Selected text section start

Posted by Josie

Whisker Fabulous Josie the dog

My human aunt Maya just got a Golden Retriever/Irish Setter mix dog named Teddy. At a year old, he is one big  lump of fur! Her family had been looking for that type of dog in animal shelters and rescues all over the Midwest, and they finally found one in Wisconsin. (They're very much advocates of adoption.) Since his arrival, the 85 pound canine has chewed multiple objects, but that doesn't matter because Teddy is their pride and joy and exactly what her family was looking for. They do everything possible to keep Teddy healthy, including making him bland ground beef for every meal because he has a sensitive stomach. One thing my aunt Maya is concerned about is Teddy's disposition to get cancer. Scientific research isn't making her feel better either.

Whisker Fabulous Teddy the Golden Retriever

Teddy the Golden Retriever/Irish Setter Mix

I was surprised to learn 60 percent of Goldens will succumb to cancer. That's a disturbing trend for one of America's favorite dog breeds. The Morris Animal Foundation, which has invested more than a hundred million dollars towards thousands of studies involving animal health, has been conducting major research on the topic. The foundation recently reached out to me to see if I could help spread the word about their second annual National Dog Day campaign. Given that it's about dogs, I said of course! The campaign, which culminates on August 26, which is National Dog Day, will raise funds for the foundation’s groundbreaking Golden Retriever Lifetime Study, a $32 million study designed to identify correlations to cancer in dogs. The study began in 2010 and is a 14 year scientific adventure. With the help of 3,000 purebred Goldens, their owners, and their veterinarians, the study will gather information and physical samples throughout the dogs' lives, to identify the nutritional, environmental, lifestyle and genetic risk factors for cancer and other diseases.

Selected text section end
Given entries section start

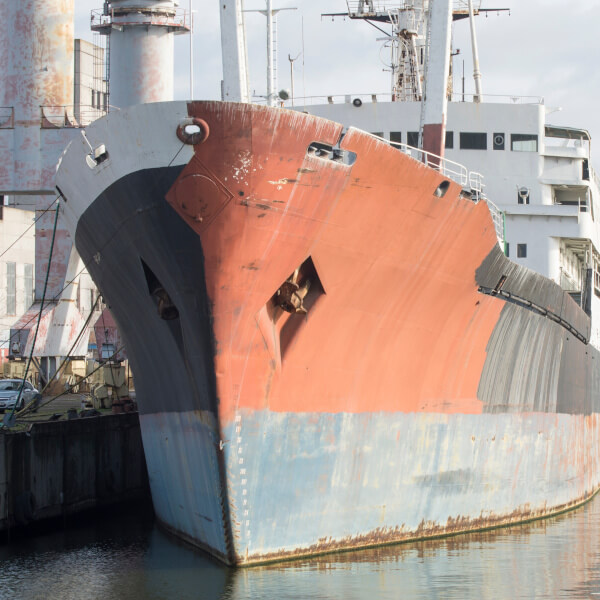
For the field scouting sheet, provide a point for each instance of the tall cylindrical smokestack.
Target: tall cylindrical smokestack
(141, 49)
(36, 69)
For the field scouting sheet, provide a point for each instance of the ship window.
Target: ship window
(523, 195)
(412, 139)
(585, 175)
(396, 136)
(523, 142)
(473, 141)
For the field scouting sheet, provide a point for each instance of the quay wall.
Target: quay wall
(60, 468)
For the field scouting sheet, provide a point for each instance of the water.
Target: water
(130, 558)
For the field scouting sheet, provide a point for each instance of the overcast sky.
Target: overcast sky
(545, 48)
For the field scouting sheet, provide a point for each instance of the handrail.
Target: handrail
(7, 117)
(373, 98)
(177, 18)
(80, 115)
(470, 180)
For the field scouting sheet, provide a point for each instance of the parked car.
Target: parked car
(9, 392)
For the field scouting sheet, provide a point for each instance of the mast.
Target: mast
(236, 86)
(435, 103)
(271, 14)
(476, 71)
(271, 58)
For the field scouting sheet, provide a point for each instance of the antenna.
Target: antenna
(271, 14)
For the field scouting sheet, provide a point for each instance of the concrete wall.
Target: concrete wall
(60, 468)
(14, 223)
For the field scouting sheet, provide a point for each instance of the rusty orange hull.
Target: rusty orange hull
(330, 350)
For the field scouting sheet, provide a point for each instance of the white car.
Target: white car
(9, 392)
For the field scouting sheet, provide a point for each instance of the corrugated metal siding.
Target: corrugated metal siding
(533, 287)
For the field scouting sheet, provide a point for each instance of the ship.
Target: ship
(331, 347)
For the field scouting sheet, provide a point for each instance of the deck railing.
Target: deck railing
(300, 101)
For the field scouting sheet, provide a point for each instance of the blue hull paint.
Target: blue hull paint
(306, 483)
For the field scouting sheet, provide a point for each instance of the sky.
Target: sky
(542, 48)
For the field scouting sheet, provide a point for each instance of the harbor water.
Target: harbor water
(129, 557)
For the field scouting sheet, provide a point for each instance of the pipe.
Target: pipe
(476, 71)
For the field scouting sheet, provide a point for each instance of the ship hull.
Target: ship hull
(431, 387)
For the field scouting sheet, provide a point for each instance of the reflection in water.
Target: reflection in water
(128, 557)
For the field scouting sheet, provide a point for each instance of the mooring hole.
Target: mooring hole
(166, 308)
(295, 298)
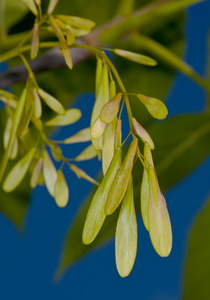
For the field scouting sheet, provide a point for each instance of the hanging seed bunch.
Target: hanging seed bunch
(25, 136)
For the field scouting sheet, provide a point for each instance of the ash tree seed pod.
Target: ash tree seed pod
(51, 102)
(143, 134)
(18, 172)
(121, 180)
(64, 47)
(96, 215)
(89, 153)
(136, 57)
(155, 107)
(126, 234)
(98, 129)
(36, 173)
(37, 105)
(35, 41)
(79, 137)
(61, 192)
(82, 174)
(111, 108)
(159, 220)
(145, 188)
(49, 173)
(71, 116)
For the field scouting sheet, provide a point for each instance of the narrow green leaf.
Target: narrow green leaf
(61, 190)
(159, 221)
(110, 110)
(53, 103)
(108, 146)
(121, 180)
(126, 234)
(71, 116)
(96, 215)
(31, 5)
(143, 134)
(82, 174)
(98, 129)
(155, 107)
(145, 189)
(50, 173)
(80, 137)
(36, 173)
(18, 172)
(35, 41)
(138, 58)
(89, 153)
(51, 6)
(37, 105)
(14, 128)
(76, 21)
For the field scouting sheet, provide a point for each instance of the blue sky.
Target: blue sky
(28, 261)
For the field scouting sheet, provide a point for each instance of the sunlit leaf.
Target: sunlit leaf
(36, 173)
(121, 180)
(14, 128)
(71, 116)
(154, 106)
(76, 21)
(50, 173)
(143, 134)
(51, 6)
(53, 103)
(110, 110)
(18, 172)
(98, 129)
(61, 190)
(89, 153)
(31, 5)
(159, 221)
(35, 41)
(37, 105)
(126, 234)
(82, 174)
(80, 137)
(138, 58)
(96, 215)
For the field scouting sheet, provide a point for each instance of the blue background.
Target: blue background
(29, 260)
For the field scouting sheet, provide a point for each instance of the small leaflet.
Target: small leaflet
(53, 103)
(121, 180)
(98, 129)
(155, 107)
(31, 5)
(80, 137)
(51, 6)
(35, 41)
(96, 215)
(36, 173)
(50, 173)
(159, 220)
(138, 58)
(89, 153)
(18, 172)
(61, 190)
(110, 110)
(71, 116)
(143, 134)
(126, 234)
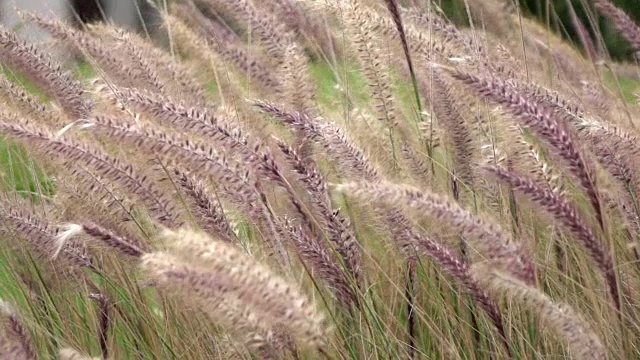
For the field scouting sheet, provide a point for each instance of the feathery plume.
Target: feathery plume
(543, 121)
(561, 318)
(235, 274)
(558, 206)
(43, 71)
(489, 238)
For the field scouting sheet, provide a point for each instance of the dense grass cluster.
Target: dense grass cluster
(318, 179)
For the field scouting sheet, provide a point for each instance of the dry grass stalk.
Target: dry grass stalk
(582, 342)
(226, 272)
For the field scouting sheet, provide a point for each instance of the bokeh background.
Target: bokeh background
(556, 14)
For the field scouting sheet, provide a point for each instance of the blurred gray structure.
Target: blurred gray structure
(122, 12)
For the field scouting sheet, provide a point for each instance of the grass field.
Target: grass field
(322, 180)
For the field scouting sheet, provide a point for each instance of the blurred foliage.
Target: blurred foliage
(557, 14)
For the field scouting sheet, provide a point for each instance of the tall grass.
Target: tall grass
(318, 179)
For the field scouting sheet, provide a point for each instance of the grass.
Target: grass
(247, 199)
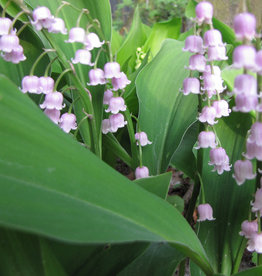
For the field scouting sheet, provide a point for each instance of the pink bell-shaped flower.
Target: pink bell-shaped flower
(197, 62)
(141, 172)
(213, 38)
(116, 121)
(222, 108)
(116, 104)
(206, 139)
(82, 56)
(96, 76)
(9, 43)
(256, 134)
(107, 96)
(46, 85)
(245, 26)
(258, 61)
(68, 122)
(219, 159)
(112, 70)
(244, 57)
(246, 84)
(15, 56)
(42, 18)
(194, 44)
(257, 204)
(142, 139)
(248, 228)
(205, 212)
(30, 84)
(53, 100)
(121, 82)
(106, 127)
(245, 103)
(53, 115)
(57, 26)
(255, 243)
(216, 53)
(92, 41)
(204, 12)
(191, 85)
(243, 170)
(5, 24)
(76, 34)
(208, 115)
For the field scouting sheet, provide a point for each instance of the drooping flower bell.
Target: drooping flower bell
(15, 56)
(194, 44)
(121, 82)
(248, 228)
(142, 139)
(116, 121)
(5, 24)
(205, 212)
(116, 104)
(255, 243)
(57, 26)
(206, 139)
(96, 76)
(46, 85)
(244, 57)
(107, 96)
(245, 26)
(42, 18)
(112, 70)
(208, 115)
(141, 172)
(191, 85)
(30, 84)
(68, 122)
(9, 43)
(76, 34)
(204, 12)
(82, 56)
(92, 41)
(53, 100)
(53, 115)
(243, 170)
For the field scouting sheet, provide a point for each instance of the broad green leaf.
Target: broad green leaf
(165, 113)
(230, 202)
(158, 259)
(64, 191)
(160, 32)
(20, 254)
(157, 185)
(135, 38)
(254, 271)
(183, 158)
(51, 265)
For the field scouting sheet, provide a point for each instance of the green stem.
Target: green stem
(61, 76)
(46, 51)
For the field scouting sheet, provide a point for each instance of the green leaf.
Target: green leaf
(53, 186)
(254, 271)
(20, 254)
(230, 202)
(160, 32)
(158, 259)
(51, 265)
(165, 113)
(136, 38)
(157, 185)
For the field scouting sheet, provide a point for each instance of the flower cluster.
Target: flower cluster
(10, 47)
(205, 51)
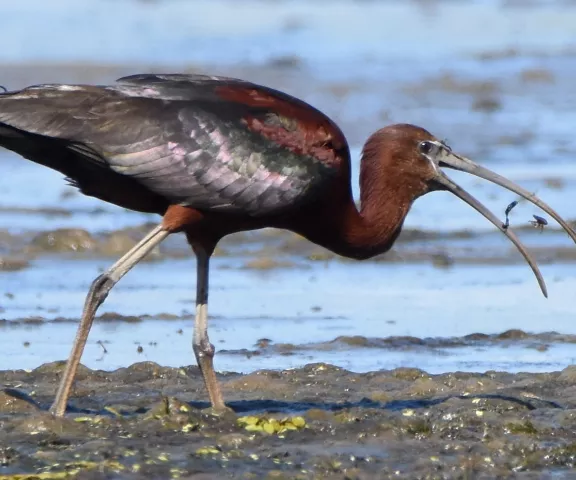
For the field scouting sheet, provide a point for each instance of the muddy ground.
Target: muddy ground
(318, 421)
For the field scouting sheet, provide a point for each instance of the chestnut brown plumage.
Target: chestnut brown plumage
(215, 156)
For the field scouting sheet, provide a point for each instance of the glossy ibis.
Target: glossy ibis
(217, 155)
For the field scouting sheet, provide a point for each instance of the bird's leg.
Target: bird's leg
(98, 292)
(203, 349)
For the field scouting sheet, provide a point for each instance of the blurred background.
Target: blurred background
(495, 78)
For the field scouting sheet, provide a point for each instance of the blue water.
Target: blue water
(391, 59)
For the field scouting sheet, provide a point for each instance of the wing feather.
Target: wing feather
(201, 141)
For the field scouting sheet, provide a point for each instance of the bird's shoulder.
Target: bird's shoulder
(279, 117)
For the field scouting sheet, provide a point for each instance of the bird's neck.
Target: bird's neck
(372, 230)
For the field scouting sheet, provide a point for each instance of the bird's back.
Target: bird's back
(212, 143)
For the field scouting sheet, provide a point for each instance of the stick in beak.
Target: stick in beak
(441, 156)
(454, 188)
(463, 164)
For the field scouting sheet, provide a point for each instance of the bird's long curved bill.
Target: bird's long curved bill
(463, 164)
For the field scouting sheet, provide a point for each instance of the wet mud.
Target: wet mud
(271, 249)
(318, 421)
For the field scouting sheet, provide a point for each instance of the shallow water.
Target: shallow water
(361, 77)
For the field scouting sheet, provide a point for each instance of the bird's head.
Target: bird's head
(416, 160)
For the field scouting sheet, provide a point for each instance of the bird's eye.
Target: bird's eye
(426, 147)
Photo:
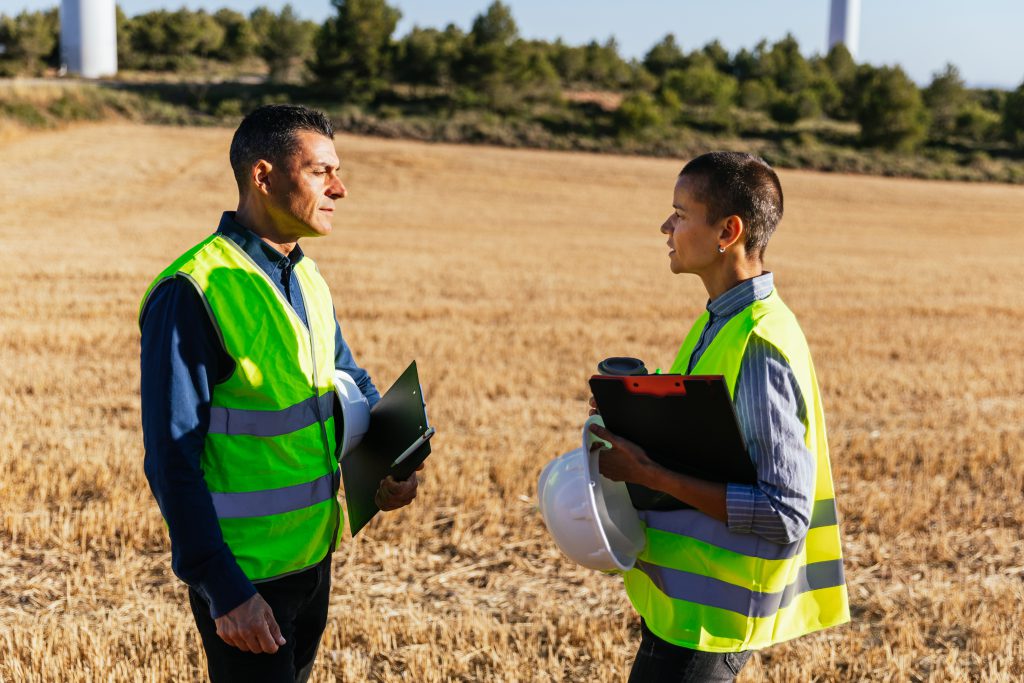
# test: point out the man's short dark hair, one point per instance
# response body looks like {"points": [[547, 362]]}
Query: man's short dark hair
{"points": [[736, 183], [269, 133]]}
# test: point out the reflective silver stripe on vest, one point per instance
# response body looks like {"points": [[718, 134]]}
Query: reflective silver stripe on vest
{"points": [[716, 593], [238, 421], [276, 501], [824, 513], [699, 526]]}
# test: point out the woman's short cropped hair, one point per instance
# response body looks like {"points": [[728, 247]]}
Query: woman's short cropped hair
{"points": [[737, 183]]}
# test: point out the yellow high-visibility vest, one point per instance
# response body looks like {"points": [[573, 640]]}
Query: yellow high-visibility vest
{"points": [[700, 586], [268, 456]]}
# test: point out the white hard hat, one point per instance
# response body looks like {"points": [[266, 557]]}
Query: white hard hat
{"points": [[590, 517], [351, 413]]}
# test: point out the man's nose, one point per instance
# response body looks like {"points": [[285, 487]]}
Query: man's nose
{"points": [[337, 189]]}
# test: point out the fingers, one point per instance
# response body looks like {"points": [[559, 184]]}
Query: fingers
{"points": [[271, 624], [251, 627], [266, 641], [392, 495]]}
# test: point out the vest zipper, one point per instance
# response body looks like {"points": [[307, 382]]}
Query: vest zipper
{"points": [[315, 388], [689, 363]]}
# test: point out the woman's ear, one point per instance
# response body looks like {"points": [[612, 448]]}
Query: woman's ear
{"points": [[732, 231]]}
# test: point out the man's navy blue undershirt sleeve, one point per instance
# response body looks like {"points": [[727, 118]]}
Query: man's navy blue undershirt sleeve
{"points": [[181, 361]]}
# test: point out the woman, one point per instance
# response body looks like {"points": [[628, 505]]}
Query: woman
{"points": [[745, 566]]}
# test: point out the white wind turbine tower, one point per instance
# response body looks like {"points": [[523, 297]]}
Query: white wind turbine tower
{"points": [[844, 25], [89, 37]]}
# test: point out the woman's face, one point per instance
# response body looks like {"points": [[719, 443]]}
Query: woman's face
{"points": [[692, 242]]}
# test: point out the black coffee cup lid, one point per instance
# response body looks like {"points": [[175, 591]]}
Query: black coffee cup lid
{"points": [[624, 366]]}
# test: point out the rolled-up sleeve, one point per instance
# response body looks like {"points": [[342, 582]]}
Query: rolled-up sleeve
{"points": [[771, 413]]}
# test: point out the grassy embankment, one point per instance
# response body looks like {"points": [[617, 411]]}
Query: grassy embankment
{"points": [[579, 122]]}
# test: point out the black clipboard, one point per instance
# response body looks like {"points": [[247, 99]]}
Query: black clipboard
{"points": [[396, 442], [684, 423]]}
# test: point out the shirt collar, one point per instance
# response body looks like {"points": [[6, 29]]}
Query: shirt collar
{"points": [[265, 256], [741, 295]]}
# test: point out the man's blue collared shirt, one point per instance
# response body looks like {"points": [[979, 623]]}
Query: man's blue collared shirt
{"points": [[182, 360]]}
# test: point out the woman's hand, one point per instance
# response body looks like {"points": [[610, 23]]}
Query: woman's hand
{"points": [[625, 461]]}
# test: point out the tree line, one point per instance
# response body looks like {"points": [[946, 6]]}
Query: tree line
{"points": [[354, 56]]}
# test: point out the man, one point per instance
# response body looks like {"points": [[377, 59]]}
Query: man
{"points": [[743, 566], [240, 344]]}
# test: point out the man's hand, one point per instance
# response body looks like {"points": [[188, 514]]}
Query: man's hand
{"points": [[251, 627], [393, 495], [625, 461]]}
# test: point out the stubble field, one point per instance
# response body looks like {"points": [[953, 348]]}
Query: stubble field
{"points": [[507, 275]]}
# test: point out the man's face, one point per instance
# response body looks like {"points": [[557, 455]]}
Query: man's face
{"points": [[304, 186], [692, 242]]}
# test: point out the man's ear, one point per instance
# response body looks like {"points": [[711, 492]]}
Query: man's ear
{"points": [[733, 230], [261, 176]]}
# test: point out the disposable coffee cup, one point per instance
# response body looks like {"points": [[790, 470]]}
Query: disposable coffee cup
{"points": [[622, 366]]}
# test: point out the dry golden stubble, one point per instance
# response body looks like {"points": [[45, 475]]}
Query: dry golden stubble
{"points": [[508, 274]]}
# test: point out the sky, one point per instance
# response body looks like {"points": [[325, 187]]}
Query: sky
{"points": [[981, 37]]}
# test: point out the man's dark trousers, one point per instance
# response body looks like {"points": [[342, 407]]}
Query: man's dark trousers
{"points": [[660, 662], [299, 602]]}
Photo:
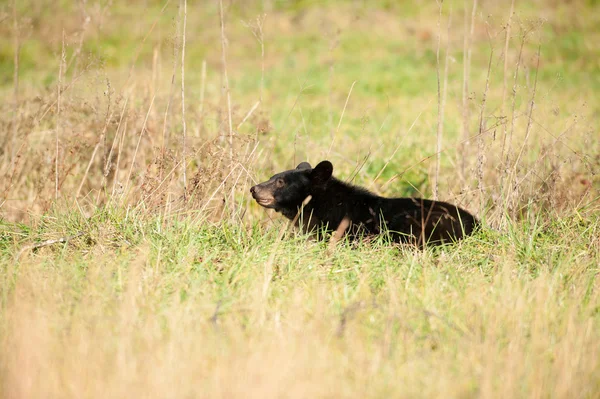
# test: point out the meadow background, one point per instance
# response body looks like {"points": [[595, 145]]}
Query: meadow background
{"points": [[134, 262]]}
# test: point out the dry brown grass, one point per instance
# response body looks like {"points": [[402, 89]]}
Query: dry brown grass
{"points": [[197, 295]]}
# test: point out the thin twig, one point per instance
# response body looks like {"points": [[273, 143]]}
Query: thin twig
{"points": [[341, 117], [466, 75], [62, 240], [226, 80], [202, 86], [60, 72], [480, 149], [531, 105], [441, 99], [138, 144], [504, 84], [100, 140], [183, 163], [17, 47]]}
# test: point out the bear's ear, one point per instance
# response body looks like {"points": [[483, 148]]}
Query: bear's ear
{"points": [[322, 172], [303, 166]]}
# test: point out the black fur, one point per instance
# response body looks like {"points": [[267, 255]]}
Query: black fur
{"points": [[408, 220]]}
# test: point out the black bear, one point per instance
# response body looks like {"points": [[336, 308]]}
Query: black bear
{"points": [[319, 202]]}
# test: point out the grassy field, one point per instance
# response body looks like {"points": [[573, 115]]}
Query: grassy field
{"points": [[134, 262]]}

Given entries section end

Work task: Please rewrite the post about Teddy from "Whisker Fabulous Josie" to "feel better either.", replacing "Wisconsin" with "Minnesota".

Written solution:
Whisker Fabulous Josie the dog

My human aunt Maya just got a Golden Retriever/Irish Setter mix dog named Teddy. At a year old, he is one big  lump of fur! Her family had been looking for that type of dog in animal shelters and rescues all over the Midwest, and they finally found one in Minnesota. (They're very much advocates of adoption.) Since his arrival, the 85 pound canine has chewed multiple objects, but that doesn't matter because Teddy is their pride and joy and exactly what her family was looking for. They do everything possible to keep Teddy healthy, including making him bland ground beef for every meal because he has a sensitive stomach. One thing my aunt Maya is concerned about is Teddy's disposition to get cancer. Scientific research isn't making her feel better either.